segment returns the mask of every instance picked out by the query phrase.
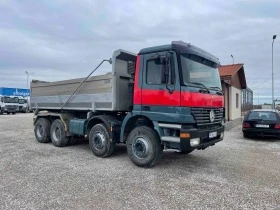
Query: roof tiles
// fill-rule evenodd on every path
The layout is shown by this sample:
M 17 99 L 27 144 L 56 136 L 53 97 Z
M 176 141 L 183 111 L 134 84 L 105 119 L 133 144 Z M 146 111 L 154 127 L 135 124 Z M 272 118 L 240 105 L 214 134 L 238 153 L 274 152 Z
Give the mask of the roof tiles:
M 232 64 L 232 65 L 220 66 L 219 67 L 219 73 L 220 73 L 220 76 L 233 76 L 242 67 L 243 67 L 243 64 Z

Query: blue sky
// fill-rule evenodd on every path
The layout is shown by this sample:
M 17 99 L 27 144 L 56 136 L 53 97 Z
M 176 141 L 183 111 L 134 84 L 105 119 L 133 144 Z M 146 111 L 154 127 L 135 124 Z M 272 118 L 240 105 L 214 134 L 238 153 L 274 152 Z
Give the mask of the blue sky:
M 1 0 L 0 86 L 31 79 L 86 76 L 115 49 L 184 40 L 222 64 L 244 63 L 255 103 L 271 101 L 271 44 L 275 98 L 280 99 L 280 1 Z M 109 71 L 105 65 L 97 72 Z

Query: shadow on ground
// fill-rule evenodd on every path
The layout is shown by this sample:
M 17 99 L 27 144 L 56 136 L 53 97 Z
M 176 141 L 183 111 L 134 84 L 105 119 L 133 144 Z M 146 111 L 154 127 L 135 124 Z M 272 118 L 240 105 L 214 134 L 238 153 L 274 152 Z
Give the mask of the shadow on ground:
M 248 138 L 244 138 L 249 141 L 258 141 L 258 142 L 279 142 L 280 140 L 276 137 L 271 137 L 271 136 L 252 136 Z

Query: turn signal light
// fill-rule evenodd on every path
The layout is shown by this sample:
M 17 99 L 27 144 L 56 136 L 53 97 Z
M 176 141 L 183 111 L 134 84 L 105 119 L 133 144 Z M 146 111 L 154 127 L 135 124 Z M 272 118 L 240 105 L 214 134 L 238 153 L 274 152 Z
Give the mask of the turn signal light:
M 250 123 L 243 123 L 243 128 L 250 128 Z
M 191 135 L 189 133 L 180 133 L 180 138 L 187 138 L 189 139 Z
M 280 124 L 276 124 L 276 125 L 274 126 L 274 128 L 280 129 Z

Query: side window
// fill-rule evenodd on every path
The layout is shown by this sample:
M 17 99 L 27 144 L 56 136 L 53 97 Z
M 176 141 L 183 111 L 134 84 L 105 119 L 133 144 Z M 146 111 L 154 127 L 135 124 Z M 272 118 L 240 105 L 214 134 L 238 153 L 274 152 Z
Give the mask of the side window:
M 148 60 L 146 65 L 146 83 L 148 85 L 162 84 L 162 64 L 156 62 L 156 59 Z

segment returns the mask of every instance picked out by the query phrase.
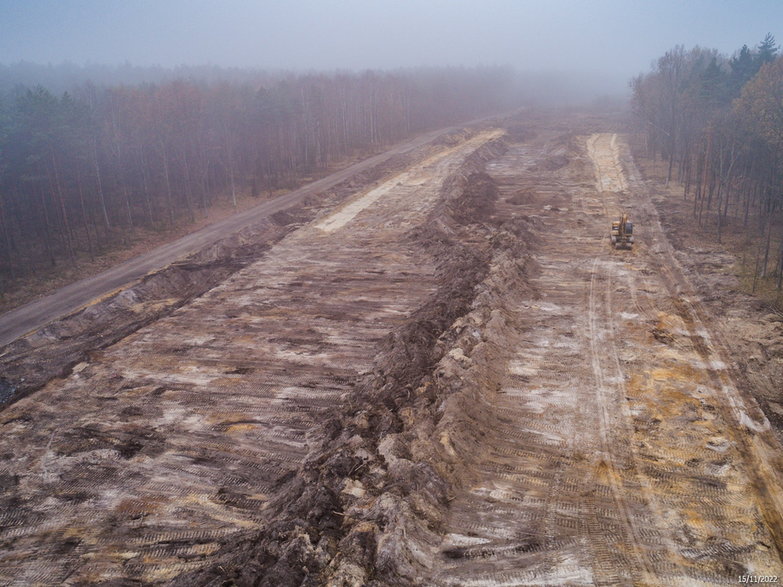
____________
From first line to last, return the records verbatim without their pictures.

▶ [EXERCISE RESPONSE]:
segment returns the mask of every instance picked out by the query phrase.
Query: roof tiles
// fill-rule evenodd on every path
The layout is shown by this sample:
M 17 99 L 27 144 L 56 136 L 53 97 Z
M 176 141 L 183 111 L 134 84 L 105 119 L 133 144 Z M 146 111 L 154 127 L 135 124 Z M 272 118 L 240 105 L 214 134 L 238 153 L 274 152 Z
Give the mask of the roof tiles:
M 232 64 L 232 65 L 220 66 L 219 67 L 219 73 L 220 73 L 220 76 L 233 76 L 242 67 L 243 67 L 243 64 Z

Query: blue sky
// fill-rule evenodd on every path
The layout is shown by this sample:
M 17 99 L 27 144 L 56 136 L 53 97 Z
M 176 141 L 183 111 L 134 84 L 105 119 L 133 144 Z M 146 111 L 154 127 L 135 124 Z M 272 118 L 240 105 L 214 134 L 238 153 L 274 152 Z
Give the mask of the blue sky:
M 1 0 L 0 86 L 31 79 L 86 76 L 115 49 L 184 40 L 222 64 L 244 63 L 255 103 L 271 101 L 271 44 L 275 98 L 280 99 L 280 1 Z M 109 71 L 105 65 L 97 72 Z

Query: shadow on ground
// fill-rule evenodd on every path
The layout is shown by this sample:
M 17 99 L 27 144 L 56 136 L 53 97 Z
M 176 141 L 183 111 L 134 84 L 105 119 L 133 144 Z M 146 111 L 154 127 L 135 124 Z M 272 118 L 240 105 L 214 134 L 238 153 L 274 152 Z
Give the mask of the shadow on ground:
M 248 138 L 244 138 L 249 141 L 258 141 L 258 142 L 279 142 L 280 140 L 276 137 L 271 137 L 271 136 L 252 136 Z

Query: turn signal light
// fill-rule evenodd on every path
The layout is shown by this sample:
M 17 99 L 27 144 L 56 136 L 53 97 Z
M 176 141 L 183 111 L 134 84 L 105 119 L 133 144 Z M 146 111 L 154 127 L 135 124 Z M 272 118 L 240 105 L 214 134 L 238 153 L 274 152 Z
Give the mask of the turn signal light:
M 250 123 L 243 123 L 243 128 L 250 128 Z
M 191 135 L 189 133 L 180 133 L 180 138 L 187 138 L 189 139 Z
M 280 124 L 276 124 L 276 125 L 274 126 L 274 128 L 280 129 Z

Query: side window
// fill-rule evenodd on every path
The layout is shown by this sample:
M 17 99 L 27 144 L 56 136 L 53 97 Z
M 176 141 L 183 111 L 134 84 L 105 119 L 133 144 Z M 146 111 L 154 127 L 135 124 Z M 272 118 L 240 105 L 214 134 L 238 153 L 274 152 Z
Give the mask of the side window:
M 148 60 L 146 65 L 146 83 L 148 85 L 162 84 L 162 64 L 156 62 L 156 59 Z

segment returns the mask of every instance picked out by the query phrase.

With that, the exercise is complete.